==== Record forniti

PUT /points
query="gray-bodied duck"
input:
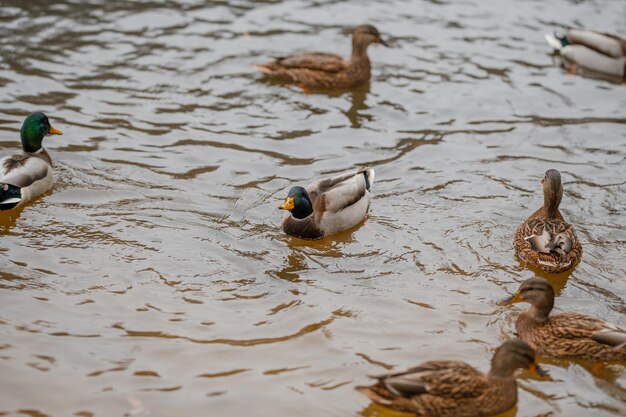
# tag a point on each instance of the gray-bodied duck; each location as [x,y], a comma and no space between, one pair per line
[545,240]
[329,205]
[455,389]
[25,176]
[599,52]
[323,70]
[564,335]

========

Da fare =>
Esprimi tutti questi record come CSV a due colonne, «testo» e «risposta», con una riga per ciascun record, dove testo e risposta stanno ognuno in un solo campo tra virgolette e gli a capo diventano spazi. Lascia fuori le immagini.

Compito svolto =>
testo,risposta
"PUT /points query=""gray-bodied duck"" input: # tag a point on each instance of the gray-bodied duck; each location as [x,y], a comma and no space between, one pair per line","[545,240] [329,205] [455,389] [25,176] [599,52] [323,70] [564,335]"